= Beginning of Section =

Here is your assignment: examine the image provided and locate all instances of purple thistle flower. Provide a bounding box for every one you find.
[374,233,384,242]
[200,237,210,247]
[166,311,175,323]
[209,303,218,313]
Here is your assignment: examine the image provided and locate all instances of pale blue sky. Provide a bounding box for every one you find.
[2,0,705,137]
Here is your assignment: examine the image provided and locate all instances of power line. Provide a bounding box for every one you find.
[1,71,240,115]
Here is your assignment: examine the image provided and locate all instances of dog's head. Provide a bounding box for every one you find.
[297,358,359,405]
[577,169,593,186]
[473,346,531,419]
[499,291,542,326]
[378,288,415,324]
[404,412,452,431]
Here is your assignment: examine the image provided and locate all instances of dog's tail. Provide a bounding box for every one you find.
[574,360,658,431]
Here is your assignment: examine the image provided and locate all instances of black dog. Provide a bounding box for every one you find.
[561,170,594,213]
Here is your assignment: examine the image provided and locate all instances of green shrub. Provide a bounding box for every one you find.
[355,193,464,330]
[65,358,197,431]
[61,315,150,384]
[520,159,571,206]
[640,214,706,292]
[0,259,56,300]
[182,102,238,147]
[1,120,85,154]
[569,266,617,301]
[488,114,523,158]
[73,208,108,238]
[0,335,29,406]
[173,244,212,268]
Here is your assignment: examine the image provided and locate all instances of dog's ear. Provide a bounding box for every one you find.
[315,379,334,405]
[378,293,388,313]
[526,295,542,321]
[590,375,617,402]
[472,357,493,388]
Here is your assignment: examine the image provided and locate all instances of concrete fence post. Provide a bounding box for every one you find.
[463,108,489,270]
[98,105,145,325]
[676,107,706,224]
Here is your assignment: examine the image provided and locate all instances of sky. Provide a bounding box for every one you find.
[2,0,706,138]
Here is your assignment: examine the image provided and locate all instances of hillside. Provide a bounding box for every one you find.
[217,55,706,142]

= End of Section =

ASSIGNED TASK:
Extract every record and return it verbatim.

SOLUTION FOR THIS EXERCISE:
Here is your assignment: examine the image provided and locate all instances of purple thistle flower. Provide a bounding box for every one you find.
[374,233,384,242]
[200,237,210,247]
[166,311,175,323]
[209,303,218,313]
Here is your assignment: examine the image provided and locate all instances of pale blue sky. Provide a bounding box for every one you find.
[2,0,705,137]
Here is your assignment: examine the image provided and locate all instances of power line. Provide a bounding box for every one you find.
[1,71,240,115]
Here is your assignment: examine the image provided and locate all instances of dog's head. Provide a bounding box for every one you find.
[297,358,359,405]
[577,169,593,186]
[473,346,531,419]
[499,291,542,326]
[378,288,415,324]
[404,412,452,431]
Here is your assignment: examine the image provided and locate all instances of dog's tail. Provide a bounding box for every one you find.
[574,360,658,431]
Here is your assignment: examine the image provided and locate all instances of black dog. Provide a bounding box for every one you find.
[561,170,594,213]
Here is your assignment: examine the image provided and locate all instances of green shrub. Provide a bounding box for every one you find.
[355,193,464,330]
[65,358,197,431]
[61,315,150,384]
[520,159,571,206]
[640,214,706,292]
[0,259,56,300]
[182,102,238,147]
[1,120,85,154]
[569,266,617,301]
[488,114,523,158]
[73,208,108,238]
[0,335,29,406]
[173,244,212,268]
Here is your assignment: examine the image provided and locate all instances of dog's ear. Provide a bounding box for every one you find.
[315,379,334,405]
[378,293,388,313]
[526,295,542,321]
[590,375,617,402]
[472,357,493,388]
Here is your assignment: examine the image provided and locate all instances of concrete fence post. Provide a bounding box for every one you find.
[463,108,489,270]
[98,105,145,325]
[676,107,706,224]
Here is your assignment: examine the image provided and locate all instances of sky. Provide a bounding box for every one you find.
[2,0,706,138]
Here is your assignment: examine the image provided and locate all instances of hillside. Provide a bounding box for every one you find.
[217,55,706,142]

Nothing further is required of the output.